本文:
あなたが働いているオフィスは、快適な環境が整っているでしょうか?その昔はタバコの煙が充満していたり、周辺の騒音がうるさかったり、必ずしも働きやすい場所ではなかったオフィスですが、近年ではただ働く場所、というだけではなく、従業員が健康に毎日を過ごせるオフィスというものが社会的にも目指されています。今回はこの「快適なオフィス環境」というものを改めて考えていきます。
単純に「働きやすいオフィス」というだけでは抽象的であり、改善すべきポイントも見つかりにくいものです。具体的に言うと5つの視点が考えられます。以下から見ていきましょう。
1:機能性
オフィスはあらためて言うまでもなく「仕事をする場」です。スムーズなコミュニケーションが取れつつ、従業員1人1人が仕事に集中できるようなレイアウトを考え出すことが、オフィスの快適性をアップさせる要因になります。
2:デザイン性
近年、IT企業を中心にいわゆる「オシャレ」なオフィスが増えてきています。奇抜すぎるのは考えものですが、オフィス内の環境に溶け込みつつも独自性のあるもの、企業のコンセプトを体現しているようなデザインの創出は従業員の仕事に対するモチベーションを上げ、快適なオフィスになります。
3:快適性
オフィスでは1日中仕事をするだけではありません。当然のことながら「休憩時間」の存在も重要となってきます。そこで過ごす時間を充実したものにできれば、従業員の仕事の生産性も大いにアップすることでしょう。近年では遊び心にあふれた休憩室も増えてきています。たくさんの事例をもとに、快適性をアップさせるオフィス作りを目指してみましょう。
4:創造性(をアップさせる環境)
従業員1人1人が意見を出しやすく、活発な議論の応酬が可能となる会議室の設置による透明性のあるオフィスを作り出すことは、閉鎖的で息苦しい環境からの脱却ともなります。
5:多方面において安心・安全感のあるオフィス
近年では大地震など、大規模な自然災害の発生も珍しいものではなくなってきました。特に日中オフィスにいる時に起こると生命の危険すらあります。耐震構造のしっかりしたオフィス、避難経路の確立、社員への周知徹底など、万が一の備えがあれば安心して仕事ができるでしょう。また、安全という面ではセキュリティに関しても留意しなければなりません。外部からの不審者を容易にオフィス内に入らせないために、2重3重にロックをかけておく、入退室管理の体制を整えておくなどのシステムを構築しておけば、不慮の事故が起こる可能性も低くなります。
以上5つの視点が、仕事をする上で快適なオフィス環境を目指す時に重要となるポイントです。

取り組む課題:
A – 快適なオフィス環境についての本文をもとに、次の問いに答えよ。
(i) 「オシャレ」なオフィスが増えているのは、どのような企業を中心としてか。
(ii) 休憩時間を充実したものにできれば、何が大いにアップするとされているか。
(iii) 外部からの不審者を容易に入らせないための仕組みとして挙げられている二つは何か。
B – 快適なオフィス環境についての本文の最後の文に続けて、文章を書き継いでください。

[参照表現によるポイント指定データ]
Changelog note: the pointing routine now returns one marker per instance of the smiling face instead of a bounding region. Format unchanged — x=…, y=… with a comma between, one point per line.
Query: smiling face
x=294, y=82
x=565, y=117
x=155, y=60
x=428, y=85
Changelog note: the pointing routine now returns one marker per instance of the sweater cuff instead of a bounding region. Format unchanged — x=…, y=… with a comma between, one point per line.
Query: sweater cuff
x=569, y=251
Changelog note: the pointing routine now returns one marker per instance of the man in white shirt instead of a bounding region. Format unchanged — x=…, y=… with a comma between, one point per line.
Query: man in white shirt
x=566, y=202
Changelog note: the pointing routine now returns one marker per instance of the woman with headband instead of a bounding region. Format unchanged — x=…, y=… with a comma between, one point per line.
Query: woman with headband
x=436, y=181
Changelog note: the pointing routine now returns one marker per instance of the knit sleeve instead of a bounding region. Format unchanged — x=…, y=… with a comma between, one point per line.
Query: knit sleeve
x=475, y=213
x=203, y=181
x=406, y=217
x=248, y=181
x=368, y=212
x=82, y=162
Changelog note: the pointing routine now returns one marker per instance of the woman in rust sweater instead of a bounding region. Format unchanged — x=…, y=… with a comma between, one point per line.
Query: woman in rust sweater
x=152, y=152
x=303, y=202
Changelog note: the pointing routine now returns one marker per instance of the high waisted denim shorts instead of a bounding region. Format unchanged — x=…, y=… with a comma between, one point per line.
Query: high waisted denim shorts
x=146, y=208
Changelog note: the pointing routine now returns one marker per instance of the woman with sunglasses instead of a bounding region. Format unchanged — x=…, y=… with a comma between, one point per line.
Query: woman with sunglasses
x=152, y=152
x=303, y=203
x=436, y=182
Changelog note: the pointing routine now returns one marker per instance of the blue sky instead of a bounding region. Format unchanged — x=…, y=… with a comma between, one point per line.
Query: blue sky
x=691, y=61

課題ごとの解答:
A –
(i) IT企業
(ii) 従業員の仕事の生産性
(iii) 2重3重にロックをかけておくことと、入退室管理の体制を整えておくこと

B –
前段では仕事のしやすさという観点から快適なオフィス環境を考察してきましたが、オフィス内そのものが1日中居て過ごしやすいところであるかどうか、単純に従業員の健康を維持できるか、という観点も無視できません。実は、オフィスの衛生管理には「事務所衛生基準規則」という法律が定められており、これを遵守する必要があるのです。具体的にどういった要素があるのかを見ていきましょう。
1:室内を最適な温度、湿度に定める
特に夏場や冬場においては、オフィス内の室温を適切に定めることが従業員の健康を維持するためにも必要になってきますが、それには一つの基準があります。気温は17度から28度の範囲内、湿度は40パーセントから70パーセント、風速は0.5メートル毎秒以下、となっています。その時の状況によって微妙な調整が必要な時もありますが、おおむねこの範囲内に室温を調節することを心がけましょう。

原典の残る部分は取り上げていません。